## Work item
Transcribe the entries, keeping every character the same.

## Available records
= Beginning of Section =

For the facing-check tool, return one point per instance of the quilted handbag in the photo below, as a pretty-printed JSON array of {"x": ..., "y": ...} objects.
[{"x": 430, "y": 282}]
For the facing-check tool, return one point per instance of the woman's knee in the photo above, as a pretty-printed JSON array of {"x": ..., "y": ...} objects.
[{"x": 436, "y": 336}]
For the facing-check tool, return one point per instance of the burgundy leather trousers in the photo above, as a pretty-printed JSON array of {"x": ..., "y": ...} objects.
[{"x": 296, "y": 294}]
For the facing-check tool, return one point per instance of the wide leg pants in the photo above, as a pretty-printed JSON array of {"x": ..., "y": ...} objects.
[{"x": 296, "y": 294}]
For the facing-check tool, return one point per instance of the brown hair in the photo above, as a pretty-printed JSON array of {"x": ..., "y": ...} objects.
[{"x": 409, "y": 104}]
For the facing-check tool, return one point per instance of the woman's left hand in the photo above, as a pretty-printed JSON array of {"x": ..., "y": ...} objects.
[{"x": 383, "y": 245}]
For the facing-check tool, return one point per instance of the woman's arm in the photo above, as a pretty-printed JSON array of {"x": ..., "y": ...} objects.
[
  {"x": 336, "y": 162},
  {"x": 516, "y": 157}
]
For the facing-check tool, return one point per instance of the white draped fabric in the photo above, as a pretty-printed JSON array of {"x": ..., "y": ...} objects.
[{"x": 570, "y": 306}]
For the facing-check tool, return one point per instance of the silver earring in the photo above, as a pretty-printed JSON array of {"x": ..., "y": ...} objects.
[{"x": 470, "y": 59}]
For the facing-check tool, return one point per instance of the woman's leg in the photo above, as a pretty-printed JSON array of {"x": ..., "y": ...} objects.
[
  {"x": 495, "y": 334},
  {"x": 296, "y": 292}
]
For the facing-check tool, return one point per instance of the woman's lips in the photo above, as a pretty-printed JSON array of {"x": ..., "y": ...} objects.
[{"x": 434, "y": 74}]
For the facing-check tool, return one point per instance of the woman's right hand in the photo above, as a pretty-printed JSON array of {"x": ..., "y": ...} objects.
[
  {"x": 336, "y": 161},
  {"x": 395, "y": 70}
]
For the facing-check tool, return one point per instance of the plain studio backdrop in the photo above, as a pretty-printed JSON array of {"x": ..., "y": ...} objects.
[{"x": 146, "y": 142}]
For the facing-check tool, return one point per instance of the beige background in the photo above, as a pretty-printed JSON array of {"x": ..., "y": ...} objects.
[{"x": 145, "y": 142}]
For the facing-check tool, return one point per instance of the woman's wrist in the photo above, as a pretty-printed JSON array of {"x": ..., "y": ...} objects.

= End of Section =

## Exercise output
For the facing-check tool, return one point per instance of the quilted handbag in the photo below, as a pretty-printed JSON array of {"x": ..., "y": ...} objects.
[{"x": 430, "y": 282}]
For the facing-check tool, return one point per instance of the woman's knee in the photo above, as a pretty-printed JSON array of {"x": ..., "y": ...} objects.
[{"x": 436, "y": 336}]
For the facing-check tool, return one point per instance of the burgundy leather trousers in the photo above, as a pretty-printed JSON array of {"x": ..., "y": ...} objects.
[{"x": 296, "y": 294}]
For the facing-check tool, return one point per instance of the wide leg pants in the photo above, as a pretty-printed JSON array of {"x": ..., "y": ...} objects.
[{"x": 296, "y": 294}]
For the facing-check tool, return one point per instance of the brown hair in the photo above, as a pretty-printed JSON array of {"x": ..., "y": ...} objects.
[{"x": 409, "y": 104}]
For the facing-check tool, return one point per instance of the woman's left hand in the photo above, as a pretty-printed JSON array of {"x": ..., "y": ...} objects.
[{"x": 383, "y": 245}]
For the facing-check tool, return one point per instance of the woman's arm in the photo above, as a pretty-printed JSON array of {"x": ..., "y": ...} objects.
[
  {"x": 336, "y": 162},
  {"x": 516, "y": 157}
]
For the facing-check tool, return one point per instance of the white draped fabric in the photo above, as a pretty-printed JSON array of {"x": ..., "y": ...} objects.
[{"x": 570, "y": 306}]
For the facing-check tool, return one point per instance of the silver earring in the photo above, as a pretty-printed JSON array of {"x": ..., "y": ...} objects.
[{"x": 470, "y": 59}]
For the facing-check tool, return one point per instance of the woman's leg in the photo above, as a pretty-printed JSON array of {"x": ..., "y": ...} objects.
[
  {"x": 495, "y": 334},
  {"x": 296, "y": 292}
]
For the facing-check tool, return one point per instance of the woman's lips in the photo above, as a pretty-printed JSON array of {"x": ..., "y": ...} objects.
[{"x": 434, "y": 74}]
For the facing-check tool, return one point per instance of the woman's right hand in the photo above, as a pretty-printed JSON array of {"x": ..., "y": ...} objects.
[
  {"x": 336, "y": 161},
  {"x": 395, "y": 70}
]
For the facing-check tool, return one point per instance of the plain studio backdrop in the photo above, as a pretty-printed JSON array of {"x": ..., "y": ...} objects.
[{"x": 146, "y": 142}]
For the facing-check tool, return one point per instance of the beige background in the photo above, as a pretty-printed JSON array of {"x": ..., "y": ...} objects.
[{"x": 145, "y": 142}]
For the facing-check tool, return one point per instance of the woman's wrist in the photo above, as a pretty-printed JSON array of {"x": ..., "y": ...} objects.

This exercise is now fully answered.